Nach MAUTHNER ist die Sprache nichts als Sprachgebrauch, d.h. Individualsprache (Idiolekt) oder 'parole'. Nach WITTGENSTEIN ist Bedeutung Gebrauch 'in' der Sprache. Man läßt dieses "in" bei der Interpretation gerne weg und unterlegt WITTGENSTEIN eine pragmatische Auffassung, die mehr der MAUTHNERs ähnelt als der WITTGENSTEINs selbst. Aber WITTGENSTEIN mußte Bedeutung als sprachintern auffassen, da er weder die klassische Referenz noch - anders als MAUTHNER - einen Mentalismus zuläßt; dies macht eine pragmatische Interpretation unmöglich, trotz alls Sich-Berufens auf Lebensformen, die Sprache als Handlung usf.

**Arbeitsaufträge**:
- 1) Übersetze bitte den Satz „Nach WITTGENSTEIN ist Bedeutung Gebrauch 'in' der Sprache.“ aus dem Text über Mauthners und Wittgensteins Sprachauffassung ins Englische.
- 2) Führe den Text über Mauthners und Wittgensteins Sprachauffassung im Anschluss an seinen letzten Satz weiter.
Für die Bearbeitung braucht man die Datensätze nicht.

**Ausgelesenes Material**:
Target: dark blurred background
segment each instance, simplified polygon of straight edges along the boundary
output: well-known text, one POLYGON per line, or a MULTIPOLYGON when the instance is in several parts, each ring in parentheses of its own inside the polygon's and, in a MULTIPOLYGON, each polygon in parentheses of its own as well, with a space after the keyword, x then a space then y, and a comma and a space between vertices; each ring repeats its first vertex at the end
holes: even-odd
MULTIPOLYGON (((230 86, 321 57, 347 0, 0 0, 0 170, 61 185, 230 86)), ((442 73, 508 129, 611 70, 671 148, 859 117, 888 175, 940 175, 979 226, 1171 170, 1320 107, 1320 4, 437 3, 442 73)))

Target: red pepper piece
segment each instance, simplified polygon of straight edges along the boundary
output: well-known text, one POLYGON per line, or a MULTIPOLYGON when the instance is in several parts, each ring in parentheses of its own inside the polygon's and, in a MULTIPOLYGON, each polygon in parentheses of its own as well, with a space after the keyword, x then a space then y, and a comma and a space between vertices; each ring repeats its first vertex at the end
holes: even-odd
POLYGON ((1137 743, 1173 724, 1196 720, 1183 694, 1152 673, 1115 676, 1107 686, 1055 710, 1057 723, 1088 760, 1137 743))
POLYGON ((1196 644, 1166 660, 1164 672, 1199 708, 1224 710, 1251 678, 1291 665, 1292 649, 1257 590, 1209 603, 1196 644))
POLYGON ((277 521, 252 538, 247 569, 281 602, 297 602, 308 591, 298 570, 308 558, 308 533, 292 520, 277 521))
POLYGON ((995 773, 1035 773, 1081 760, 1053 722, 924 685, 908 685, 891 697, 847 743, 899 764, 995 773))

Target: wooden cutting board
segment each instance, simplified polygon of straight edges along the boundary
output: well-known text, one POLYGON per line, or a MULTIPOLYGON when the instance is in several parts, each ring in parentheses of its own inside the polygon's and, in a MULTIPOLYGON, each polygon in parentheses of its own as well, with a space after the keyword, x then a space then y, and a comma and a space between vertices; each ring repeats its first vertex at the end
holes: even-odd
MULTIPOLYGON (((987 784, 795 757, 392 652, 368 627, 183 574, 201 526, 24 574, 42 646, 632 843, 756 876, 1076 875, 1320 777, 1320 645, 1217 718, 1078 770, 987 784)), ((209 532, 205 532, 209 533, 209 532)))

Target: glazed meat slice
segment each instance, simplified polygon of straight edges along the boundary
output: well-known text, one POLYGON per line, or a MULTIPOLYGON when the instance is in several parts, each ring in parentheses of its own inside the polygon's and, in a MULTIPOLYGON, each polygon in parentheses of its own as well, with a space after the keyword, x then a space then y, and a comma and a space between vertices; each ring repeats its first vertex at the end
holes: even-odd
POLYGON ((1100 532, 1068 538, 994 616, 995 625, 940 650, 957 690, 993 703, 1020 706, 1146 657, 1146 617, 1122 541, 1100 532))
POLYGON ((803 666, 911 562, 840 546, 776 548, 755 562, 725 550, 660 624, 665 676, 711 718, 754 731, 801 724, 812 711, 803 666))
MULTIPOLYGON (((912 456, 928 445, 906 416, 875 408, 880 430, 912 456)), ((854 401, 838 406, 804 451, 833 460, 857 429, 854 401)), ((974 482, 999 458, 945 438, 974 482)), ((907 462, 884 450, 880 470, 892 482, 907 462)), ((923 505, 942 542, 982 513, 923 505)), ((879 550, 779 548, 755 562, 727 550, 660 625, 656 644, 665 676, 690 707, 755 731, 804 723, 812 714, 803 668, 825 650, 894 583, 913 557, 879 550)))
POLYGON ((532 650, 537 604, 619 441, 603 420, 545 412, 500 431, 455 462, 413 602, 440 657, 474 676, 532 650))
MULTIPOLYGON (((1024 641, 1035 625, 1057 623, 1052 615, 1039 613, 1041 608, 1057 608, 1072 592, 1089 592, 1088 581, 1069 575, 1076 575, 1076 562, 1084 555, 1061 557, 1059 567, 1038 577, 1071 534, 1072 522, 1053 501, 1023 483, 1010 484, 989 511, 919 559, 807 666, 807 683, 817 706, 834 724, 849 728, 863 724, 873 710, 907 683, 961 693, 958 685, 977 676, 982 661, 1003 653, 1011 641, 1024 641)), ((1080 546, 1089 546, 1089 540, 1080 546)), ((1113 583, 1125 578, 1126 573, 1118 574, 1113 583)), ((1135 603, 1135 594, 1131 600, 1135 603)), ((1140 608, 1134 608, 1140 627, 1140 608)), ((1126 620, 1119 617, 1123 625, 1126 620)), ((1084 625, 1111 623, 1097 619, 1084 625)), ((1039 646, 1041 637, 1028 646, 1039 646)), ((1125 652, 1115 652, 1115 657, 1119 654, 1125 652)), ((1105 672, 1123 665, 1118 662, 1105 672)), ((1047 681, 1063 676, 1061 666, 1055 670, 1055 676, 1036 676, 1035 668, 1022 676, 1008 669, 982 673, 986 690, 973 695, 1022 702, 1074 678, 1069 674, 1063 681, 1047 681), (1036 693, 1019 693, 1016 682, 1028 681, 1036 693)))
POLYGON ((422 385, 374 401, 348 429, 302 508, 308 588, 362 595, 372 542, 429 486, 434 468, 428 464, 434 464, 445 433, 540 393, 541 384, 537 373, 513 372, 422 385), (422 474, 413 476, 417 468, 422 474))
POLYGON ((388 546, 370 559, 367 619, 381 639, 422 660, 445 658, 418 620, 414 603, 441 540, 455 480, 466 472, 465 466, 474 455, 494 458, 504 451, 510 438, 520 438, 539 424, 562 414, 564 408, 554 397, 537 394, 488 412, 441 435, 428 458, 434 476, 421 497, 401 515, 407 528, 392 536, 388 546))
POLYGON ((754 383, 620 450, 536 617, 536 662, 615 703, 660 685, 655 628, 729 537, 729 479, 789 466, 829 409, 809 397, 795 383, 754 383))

**Die Antworten**:
- 1) According to WITTGENSTEIN, meaning is use 'in' language.

- 2)
3.2.3 Sprachspiel und Sprachregeln

MAUTHNER hat die Sprache als Spiel angesehen, WITTGENSTEIN ein spezifisches Konzept des Sprachspiels eingeführt. Die WITTGENSTEINschen Sprachspiele haben aber auch modellhaften, schematisierenden Charakter, sodaß sie sich (...) am Übergang von der 'parole' zur 'langue' befinden, respektive mit MAUTHNER zur Sprache als Horizont gehören. WITTGENSTEIN hat sich über diese Schichtung der Sprache aber keine weiteren Gedanken gemacht.

Sowohl MAUTHNER wie der spätere WITTGENSTEIN haben die Auffassung vertreten, daß Sprachspiele oder die Sprache selbst in Ruhe gelassen werden sollen. Daher müssen man in Sprachspielen (WITTGENSTEIN), bzw. in bestimmten pragmatischen Umständen (MAUTHNER) die elliptischen Ausdrücke nicht auffüllen, um Verstehen möglich zu machen.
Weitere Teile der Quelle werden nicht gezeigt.